Referring expression pointing data
* * * * *

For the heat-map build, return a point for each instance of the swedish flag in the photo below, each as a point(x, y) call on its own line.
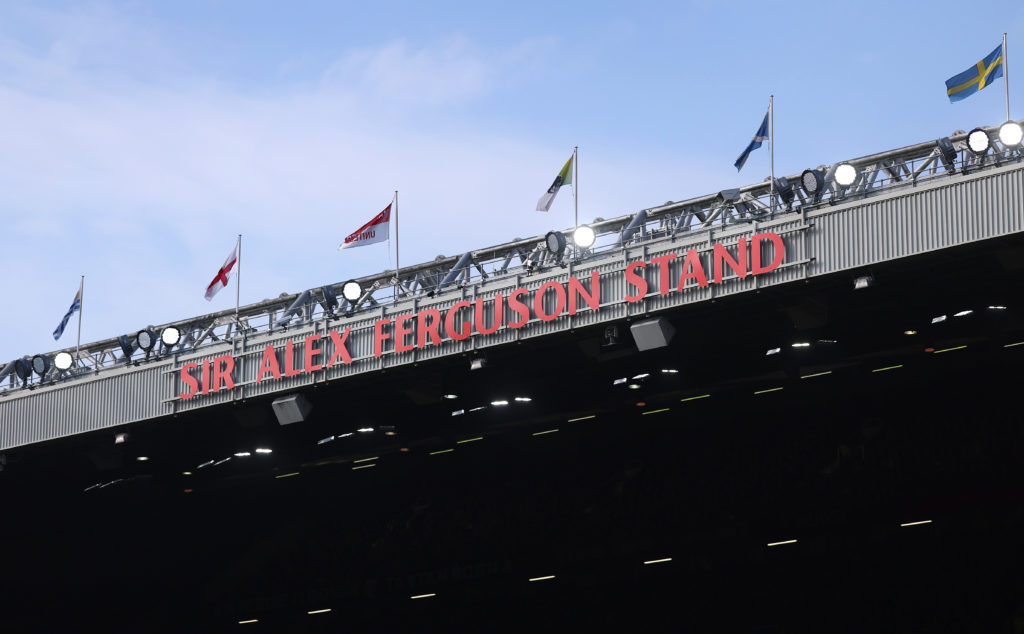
point(977, 77)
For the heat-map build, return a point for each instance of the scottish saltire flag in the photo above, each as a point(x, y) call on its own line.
point(759, 137)
point(76, 304)
point(564, 177)
point(977, 77)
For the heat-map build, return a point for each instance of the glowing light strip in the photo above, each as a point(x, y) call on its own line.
point(887, 368)
point(819, 374)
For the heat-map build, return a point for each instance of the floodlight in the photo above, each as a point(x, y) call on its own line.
point(126, 346)
point(555, 241)
point(1011, 133)
point(64, 361)
point(947, 153)
point(727, 196)
point(846, 174)
point(584, 237)
point(330, 301)
point(813, 181)
point(145, 339)
point(351, 291)
point(170, 336)
point(784, 189)
point(863, 282)
point(23, 369)
point(40, 364)
point(978, 141)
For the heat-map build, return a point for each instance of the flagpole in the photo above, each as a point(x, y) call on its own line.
point(81, 306)
point(238, 278)
point(396, 265)
point(771, 148)
point(1006, 74)
point(576, 195)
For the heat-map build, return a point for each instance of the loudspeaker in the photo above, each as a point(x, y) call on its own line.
point(651, 334)
point(292, 409)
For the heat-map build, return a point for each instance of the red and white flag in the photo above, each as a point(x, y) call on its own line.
point(377, 229)
point(220, 280)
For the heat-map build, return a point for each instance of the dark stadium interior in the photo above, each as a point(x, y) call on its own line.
point(587, 480)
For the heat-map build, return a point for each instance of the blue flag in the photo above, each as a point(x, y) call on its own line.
point(759, 137)
point(76, 304)
point(977, 77)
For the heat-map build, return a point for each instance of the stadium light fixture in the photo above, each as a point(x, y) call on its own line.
point(813, 182)
point(41, 364)
point(584, 237)
point(947, 154)
point(555, 243)
point(784, 191)
point(23, 369)
point(170, 336)
point(351, 291)
point(978, 141)
point(126, 346)
point(1011, 134)
point(145, 339)
point(846, 174)
point(64, 361)
point(863, 282)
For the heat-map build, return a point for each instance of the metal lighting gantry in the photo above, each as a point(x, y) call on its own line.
point(798, 194)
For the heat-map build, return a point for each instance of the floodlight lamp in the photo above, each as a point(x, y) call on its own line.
point(23, 369)
point(947, 151)
point(1011, 133)
point(351, 291)
point(64, 361)
point(145, 339)
point(978, 141)
point(41, 364)
point(170, 336)
point(555, 242)
point(784, 189)
point(813, 181)
point(584, 237)
point(846, 174)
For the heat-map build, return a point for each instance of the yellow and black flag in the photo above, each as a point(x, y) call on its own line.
point(564, 177)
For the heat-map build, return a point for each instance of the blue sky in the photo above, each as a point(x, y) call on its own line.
point(139, 138)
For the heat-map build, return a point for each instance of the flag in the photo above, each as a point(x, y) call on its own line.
point(564, 177)
point(220, 280)
point(377, 229)
point(759, 137)
point(977, 77)
point(76, 304)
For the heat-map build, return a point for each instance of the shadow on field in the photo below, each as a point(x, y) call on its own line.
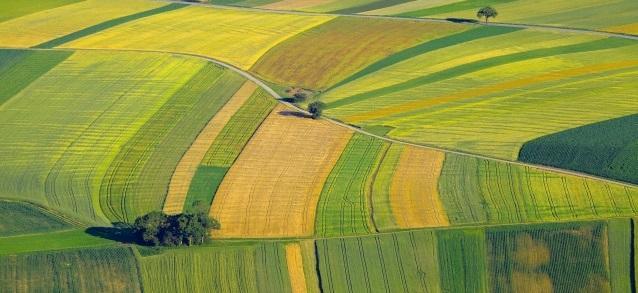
point(294, 114)
point(461, 20)
point(120, 232)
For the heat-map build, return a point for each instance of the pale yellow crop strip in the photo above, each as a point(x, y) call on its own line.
point(489, 89)
point(414, 196)
point(183, 175)
point(273, 188)
point(294, 260)
point(293, 4)
point(39, 27)
point(233, 36)
point(631, 28)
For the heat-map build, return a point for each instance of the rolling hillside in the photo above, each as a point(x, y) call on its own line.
point(452, 157)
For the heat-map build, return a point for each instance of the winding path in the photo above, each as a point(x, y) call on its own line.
point(558, 29)
point(280, 99)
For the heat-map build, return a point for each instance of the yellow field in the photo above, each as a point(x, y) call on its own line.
point(39, 27)
point(357, 41)
point(414, 196)
point(490, 89)
point(631, 28)
point(273, 188)
point(293, 4)
point(234, 36)
point(294, 259)
point(181, 180)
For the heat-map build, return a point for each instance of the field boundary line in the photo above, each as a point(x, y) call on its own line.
point(280, 99)
point(561, 29)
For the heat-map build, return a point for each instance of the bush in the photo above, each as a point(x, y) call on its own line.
point(316, 109)
point(157, 228)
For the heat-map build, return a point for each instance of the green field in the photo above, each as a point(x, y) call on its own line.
point(137, 180)
point(249, 268)
point(484, 191)
point(85, 270)
point(451, 155)
point(607, 149)
point(21, 218)
point(564, 258)
point(344, 203)
point(407, 262)
point(17, 8)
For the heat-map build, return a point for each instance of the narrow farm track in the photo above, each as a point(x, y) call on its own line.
point(557, 29)
point(279, 98)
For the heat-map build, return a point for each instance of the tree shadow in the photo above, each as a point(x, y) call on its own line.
point(461, 20)
point(120, 232)
point(294, 114)
point(288, 100)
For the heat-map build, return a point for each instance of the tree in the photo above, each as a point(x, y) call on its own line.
point(149, 229)
point(157, 228)
point(299, 97)
point(316, 109)
point(486, 12)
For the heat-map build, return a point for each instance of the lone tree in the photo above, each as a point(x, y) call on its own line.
point(157, 228)
point(299, 97)
point(316, 108)
point(486, 12)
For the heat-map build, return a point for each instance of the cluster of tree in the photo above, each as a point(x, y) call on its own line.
point(158, 228)
point(316, 109)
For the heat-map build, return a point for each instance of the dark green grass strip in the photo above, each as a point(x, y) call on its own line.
point(203, 187)
point(462, 260)
point(10, 9)
point(19, 68)
point(619, 250)
point(607, 149)
point(571, 255)
point(108, 24)
point(453, 7)
point(370, 6)
point(467, 68)
point(428, 46)
point(22, 218)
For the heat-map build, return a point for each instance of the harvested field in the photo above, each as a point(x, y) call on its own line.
point(557, 258)
point(276, 181)
point(185, 171)
point(383, 215)
point(139, 177)
point(63, 131)
point(484, 191)
point(293, 4)
point(39, 27)
point(233, 36)
point(298, 61)
point(414, 195)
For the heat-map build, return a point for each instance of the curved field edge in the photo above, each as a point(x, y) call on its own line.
point(607, 149)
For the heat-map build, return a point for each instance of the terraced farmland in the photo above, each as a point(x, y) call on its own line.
point(278, 177)
point(71, 271)
point(451, 156)
point(233, 36)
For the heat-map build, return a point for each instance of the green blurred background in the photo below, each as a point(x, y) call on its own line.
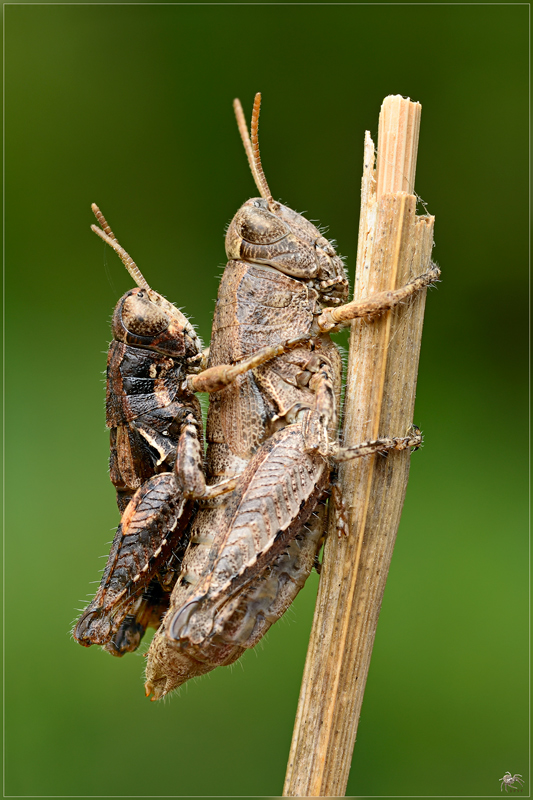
point(129, 106)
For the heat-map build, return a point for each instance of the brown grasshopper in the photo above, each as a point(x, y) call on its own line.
point(156, 461)
point(250, 554)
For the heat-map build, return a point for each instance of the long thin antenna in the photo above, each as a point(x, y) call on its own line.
point(252, 145)
point(109, 237)
point(102, 220)
point(262, 185)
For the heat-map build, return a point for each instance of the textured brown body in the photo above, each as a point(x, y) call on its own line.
point(250, 555)
point(156, 459)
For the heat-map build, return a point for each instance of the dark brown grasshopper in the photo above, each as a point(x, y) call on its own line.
point(156, 461)
point(249, 555)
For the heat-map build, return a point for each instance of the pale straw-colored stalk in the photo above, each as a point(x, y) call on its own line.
point(394, 246)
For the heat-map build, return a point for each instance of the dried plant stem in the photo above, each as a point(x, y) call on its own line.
point(394, 246)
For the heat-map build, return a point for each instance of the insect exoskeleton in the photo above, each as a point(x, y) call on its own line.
point(150, 410)
point(249, 556)
point(156, 465)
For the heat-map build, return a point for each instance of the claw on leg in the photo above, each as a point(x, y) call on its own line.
point(414, 439)
point(376, 303)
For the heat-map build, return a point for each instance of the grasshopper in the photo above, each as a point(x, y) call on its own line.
point(156, 464)
point(250, 554)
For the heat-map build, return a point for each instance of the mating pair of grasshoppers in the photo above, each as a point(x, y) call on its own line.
point(218, 559)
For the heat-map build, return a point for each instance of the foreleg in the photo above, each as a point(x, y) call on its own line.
point(216, 378)
point(414, 439)
point(376, 303)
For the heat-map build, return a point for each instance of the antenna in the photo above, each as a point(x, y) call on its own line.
point(109, 237)
point(251, 145)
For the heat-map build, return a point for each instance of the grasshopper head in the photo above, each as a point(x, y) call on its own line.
point(269, 233)
point(264, 231)
point(144, 318)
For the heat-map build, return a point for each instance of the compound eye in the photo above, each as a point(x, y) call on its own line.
point(259, 226)
point(141, 317)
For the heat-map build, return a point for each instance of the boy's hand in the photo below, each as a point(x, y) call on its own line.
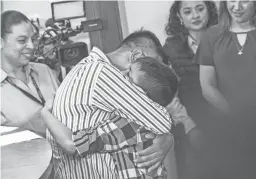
point(49, 104)
point(154, 156)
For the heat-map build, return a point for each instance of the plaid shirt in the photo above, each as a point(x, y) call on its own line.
point(122, 139)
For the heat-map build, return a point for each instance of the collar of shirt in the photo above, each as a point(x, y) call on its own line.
point(28, 69)
point(192, 44)
point(96, 53)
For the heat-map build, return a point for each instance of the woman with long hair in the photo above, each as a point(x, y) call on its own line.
point(227, 58)
point(187, 21)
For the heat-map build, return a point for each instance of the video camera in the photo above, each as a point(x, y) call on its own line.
point(54, 45)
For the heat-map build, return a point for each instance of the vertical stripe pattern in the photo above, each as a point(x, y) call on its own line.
point(91, 91)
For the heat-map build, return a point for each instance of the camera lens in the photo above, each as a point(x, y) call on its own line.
point(71, 53)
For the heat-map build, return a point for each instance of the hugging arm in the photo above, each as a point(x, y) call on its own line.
point(209, 88)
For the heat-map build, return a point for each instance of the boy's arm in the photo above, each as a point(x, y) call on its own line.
point(61, 133)
point(115, 92)
point(179, 114)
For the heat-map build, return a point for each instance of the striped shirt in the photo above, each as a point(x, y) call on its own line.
point(91, 92)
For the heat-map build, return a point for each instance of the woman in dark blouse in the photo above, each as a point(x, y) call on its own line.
point(187, 21)
point(227, 57)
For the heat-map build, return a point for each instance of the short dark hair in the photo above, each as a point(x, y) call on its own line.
point(225, 18)
point(145, 39)
point(158, 80)
point(174, 27)
point(10, 18)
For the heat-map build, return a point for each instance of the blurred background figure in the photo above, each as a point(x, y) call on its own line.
point(188, 20)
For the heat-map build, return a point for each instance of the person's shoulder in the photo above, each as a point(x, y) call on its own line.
point(176, 47)
point(38, 66)
point(174, 41)
point(214, 32)
point(41, 68)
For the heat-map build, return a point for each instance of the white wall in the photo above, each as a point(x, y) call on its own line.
point(152, 15)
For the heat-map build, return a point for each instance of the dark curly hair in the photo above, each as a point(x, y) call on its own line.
point(174, 26)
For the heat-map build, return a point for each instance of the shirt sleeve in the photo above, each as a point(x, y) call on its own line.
point(119, 95)
point(204, 55)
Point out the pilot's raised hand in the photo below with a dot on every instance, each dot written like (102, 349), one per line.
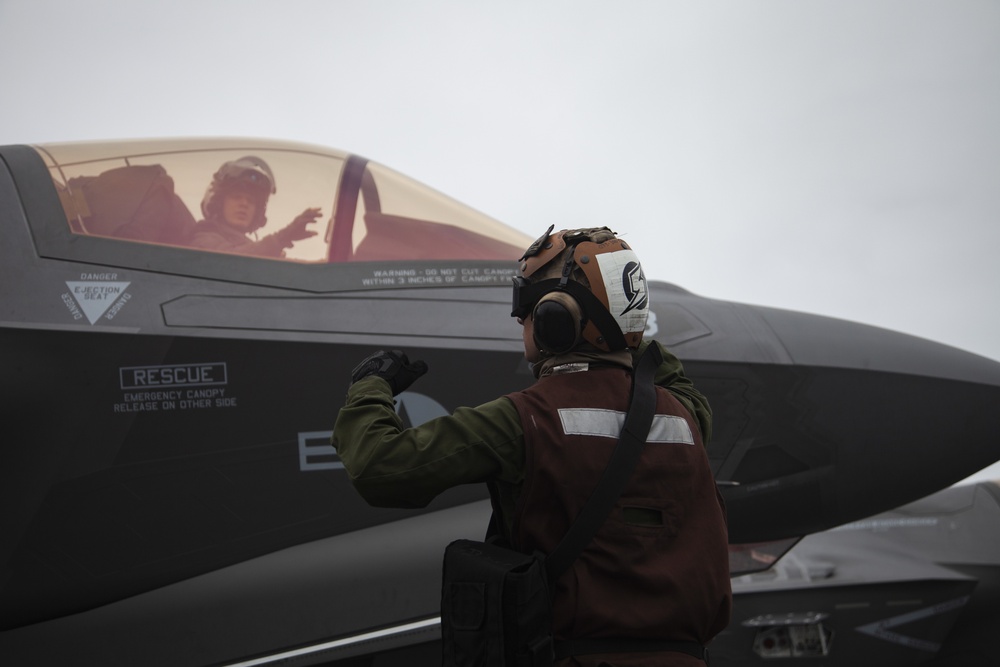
(296, 229)
(393, 366)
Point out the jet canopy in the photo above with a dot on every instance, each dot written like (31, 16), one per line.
(152, 191)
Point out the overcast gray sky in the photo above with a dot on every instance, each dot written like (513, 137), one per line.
(835, 157)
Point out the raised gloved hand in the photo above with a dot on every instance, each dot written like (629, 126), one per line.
(296, 230)
(391, 365)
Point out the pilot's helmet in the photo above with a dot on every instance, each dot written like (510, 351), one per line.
(249, 173)
(582, 286)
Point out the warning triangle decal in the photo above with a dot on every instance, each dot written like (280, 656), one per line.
(95, 297)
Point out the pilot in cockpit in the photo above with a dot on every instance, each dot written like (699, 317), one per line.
(234, 207)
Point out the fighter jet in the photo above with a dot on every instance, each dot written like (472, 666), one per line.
(916, 585)
(169, 493)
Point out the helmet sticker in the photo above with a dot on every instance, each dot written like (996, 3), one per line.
(628, 299)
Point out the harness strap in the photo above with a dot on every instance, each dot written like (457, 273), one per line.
(570, 647)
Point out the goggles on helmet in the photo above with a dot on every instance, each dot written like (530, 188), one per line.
(249, 170)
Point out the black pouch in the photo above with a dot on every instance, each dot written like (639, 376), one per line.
(495, 607)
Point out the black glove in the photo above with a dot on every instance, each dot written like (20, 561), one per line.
(393, 366)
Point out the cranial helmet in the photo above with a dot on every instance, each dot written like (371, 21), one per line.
(249, 173)
(582, 285)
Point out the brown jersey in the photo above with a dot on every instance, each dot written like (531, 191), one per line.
(658, 568)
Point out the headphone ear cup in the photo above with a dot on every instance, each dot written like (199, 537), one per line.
(558, 322)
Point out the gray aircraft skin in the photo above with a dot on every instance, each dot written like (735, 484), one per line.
(169, 495)
(915, 585)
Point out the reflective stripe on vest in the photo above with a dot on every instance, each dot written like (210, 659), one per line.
(608, 424)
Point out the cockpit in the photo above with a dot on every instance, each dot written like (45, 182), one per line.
(180, 193)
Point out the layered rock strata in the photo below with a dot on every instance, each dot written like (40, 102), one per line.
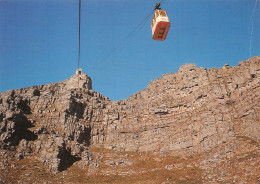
(191, 111)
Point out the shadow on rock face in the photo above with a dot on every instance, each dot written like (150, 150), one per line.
(66, 159)
(16, 129)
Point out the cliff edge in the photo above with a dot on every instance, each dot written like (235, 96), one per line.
(192, 112)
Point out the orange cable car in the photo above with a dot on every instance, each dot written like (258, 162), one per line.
(160, 25)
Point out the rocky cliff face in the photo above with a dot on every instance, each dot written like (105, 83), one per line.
(189, 112)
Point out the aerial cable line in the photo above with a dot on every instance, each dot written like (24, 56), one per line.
(79, 33)
(138, 27)
(252, 30)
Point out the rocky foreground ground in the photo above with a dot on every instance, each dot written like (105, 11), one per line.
(194, 126)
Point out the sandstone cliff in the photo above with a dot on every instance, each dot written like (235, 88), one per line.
(191, 112)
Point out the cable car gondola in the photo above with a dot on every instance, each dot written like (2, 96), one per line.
(160, 24)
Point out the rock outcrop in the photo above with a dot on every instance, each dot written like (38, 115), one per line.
(192, 111)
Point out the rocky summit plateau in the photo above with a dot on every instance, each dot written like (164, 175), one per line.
(197, 125)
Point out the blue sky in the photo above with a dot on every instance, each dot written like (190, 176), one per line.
(39, 40)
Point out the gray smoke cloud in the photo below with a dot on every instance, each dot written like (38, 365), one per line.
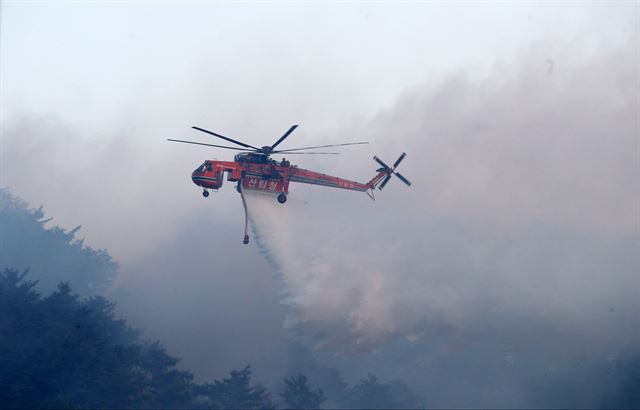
(524, 205)
(507, 266)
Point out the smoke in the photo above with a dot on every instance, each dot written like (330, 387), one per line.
(523, 213)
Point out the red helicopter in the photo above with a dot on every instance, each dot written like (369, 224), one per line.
(253, 169)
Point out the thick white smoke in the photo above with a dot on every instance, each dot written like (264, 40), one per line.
(523, 208)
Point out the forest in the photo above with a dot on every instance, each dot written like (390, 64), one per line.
(63, 346)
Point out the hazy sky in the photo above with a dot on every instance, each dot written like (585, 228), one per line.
(514, 250)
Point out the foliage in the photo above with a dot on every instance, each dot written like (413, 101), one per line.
(625, 394)
(372, 394)
(298, 395)
(60, 350)
(52, 255)
(236, 392)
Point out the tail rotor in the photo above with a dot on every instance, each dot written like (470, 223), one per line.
(391, 171)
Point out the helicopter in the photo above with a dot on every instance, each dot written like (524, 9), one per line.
(252, 169)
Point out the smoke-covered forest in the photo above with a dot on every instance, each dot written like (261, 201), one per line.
(62, 345)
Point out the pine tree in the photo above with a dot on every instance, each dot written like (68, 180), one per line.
(298, 395)
(236, 392)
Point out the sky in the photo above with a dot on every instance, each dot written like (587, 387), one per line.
(514, 252)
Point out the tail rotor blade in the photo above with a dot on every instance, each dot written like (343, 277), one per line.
(384, 181)
(405, 180)
(381, 163)
(399, 160)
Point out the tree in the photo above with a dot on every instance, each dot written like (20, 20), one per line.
(52, 254)
(236, 392)
(371, 394)
(63, 351)
(298, 395)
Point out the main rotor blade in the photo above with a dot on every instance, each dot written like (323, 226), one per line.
(322, 146)
(379, 161)
(208, 145)
(224, 138)
(405, 180)
(286, 134)
(311, 153)
(384, 181)
(399, 160)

* * * * *

§ **DIRECTIONS**
The lines from the one holding "Point out the main" to the last line of the entries, both included: retype them exactly and give nothing else.

§ **ANSWER TO THIS TASK**
Point out the main rotor blade in the photo above with a dot on every instance, each dot written like (323, 226), one per line.
(322, 146)
(379, 161)
(208, 145)
(224, 138)
(405, 180)
(286, 134)
(311, 153)
(384, 181)
(399, 160)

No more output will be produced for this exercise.